== Task 1 ==
For the devotional on two movies, decide whether each statement agrees with the text: (a) the second show watched was When Calls the Heart; (b) Elizabeth is described as a married woman; (c) the writers often watch film media. Answer yes or no for each and quote the deciding words.
== Task 2 ==
Print the part of the devotional on two movies that opens with the words containing "At this point, a" and closes with "these fine portrayers.".
== Task 3 ==
In the devotional on two movies, what Scripture reference follows Paul's words to Timothy?

== Supplied passage ==
The juxtaposition of the two movies could not have been more different.
Deciding to stay current with my now adult children, I (Linda) offered to watch the extended version of The Lord of the Rings. This has all the details, the blood, the gore, the Orcs, the wizards, elves, and whatevers that I don’t even know what to call. Everyone is special and has special powers, and in many ways, no one is special, no one seems to have more power than the evil everywhere.
After an implausible avalanche buries the team on a mountain cliff, Frodo leads the “Fellowship” to the inner mountain caves where still more evil prevails. A wild battle scene ends with a surly snake entangling even the best of the lot, Gandolf (I think that is his name). He’s thrown somewhere and everyone is crying. At least the little Hobbits from the shire (I think that’s right).
At this point, a white-haired, soft-voiced elf-lady speaks to the little leader, Frodo, with strong reassurance: Frodo must carry the ring to its ultimate destination. This ring of power must be carried by someone who isn’t eagerly egoistic to do so.
All this intensity begged for lighter fare. Being a wintry night, we changed the channel to When Calls the Heart. The two genres could not have been more different. Nothing is subtle, overacting and clear speech is the art of these fine portrayers.
The main character, Elizabeth, is now an eligible young widow. But her dear friend, Rosemary, also prompts her: you have a purpose to fulfill. The calling on her life is hers alone.
Two extremely different movies. Two genres, one leading toward war and the battle; one leading toward love and the heart.
Behind all stories is a script writer. But the stories of our lives are also led forward by a grand Script Writer. There is a Master purpose for each of our lives, fulfilled only as we listen for the one Voice that speaks into our own unique calling. And from this calling, each of us must repeatedly choose, whether in battle or in love, to follow His calling.
The apostle Paul understood how easy it was to be both intimidated by evil and distracted by other loves, when he writes to his young protégé Timothy:
“But you, be sober in all things, endure hardship, do the work of an evangelist, fulfill your ministry.” (2 Tim 4:5)
As we begin a new year, what’s your purpose or calling? How is this backed up by your gifts, training (or lack of it), and life experiences? Where does a lofty goal now need action plans (yes, even in the midst of this virus)? What next steps do you need to take? What courage will be needed to fulfill your ministry? What endurance to carry it forward?
If Heritage can help you grow up into Him, or equip you for specific service, it’s not too late to sign up for an online course this winter.
Just to note, we rarely watch film media. But in this lockdown, and these wintry nights, we have been blessed by excellent worship concerts, and the occasional story on film.

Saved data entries
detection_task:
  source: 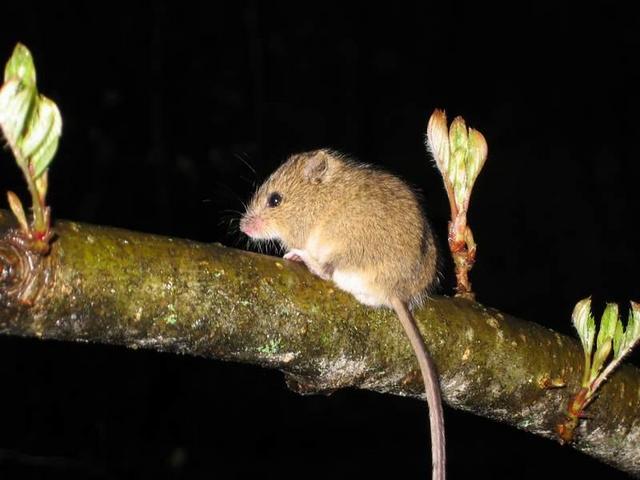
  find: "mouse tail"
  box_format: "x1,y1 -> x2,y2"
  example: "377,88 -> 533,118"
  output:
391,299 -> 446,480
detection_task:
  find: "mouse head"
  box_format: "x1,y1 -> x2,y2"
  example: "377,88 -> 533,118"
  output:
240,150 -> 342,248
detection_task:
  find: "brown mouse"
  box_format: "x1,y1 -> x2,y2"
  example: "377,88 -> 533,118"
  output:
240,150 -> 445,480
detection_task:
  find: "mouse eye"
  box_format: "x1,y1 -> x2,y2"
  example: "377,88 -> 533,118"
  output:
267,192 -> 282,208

== Answer 1 ==
(a) Yes: "we changed the channel to When Calls the Heart."
(b) No: "The main character, Elizabeth, is now an eligible young widow."
(c) No: "we rarely watch film media."

== Answer 2 ==
At this point, a white-haired, soft-voiced elf-lady speaks to the little leader, Frodo, with strong reassurance: Frodo must carry the ring to its ultimate destination. This ring of power must be carried by someone who isn’t eagerly egoistic to do so.
All this intensity begged for lighter fare. Being a wintry night, we changed the channel to When Calls the Heart. The two genres could not have been more different. Nothing is subtle, overacting and clear speech is the art of these fine portrayers.

== Answer 3 ==
2 Tim 4:5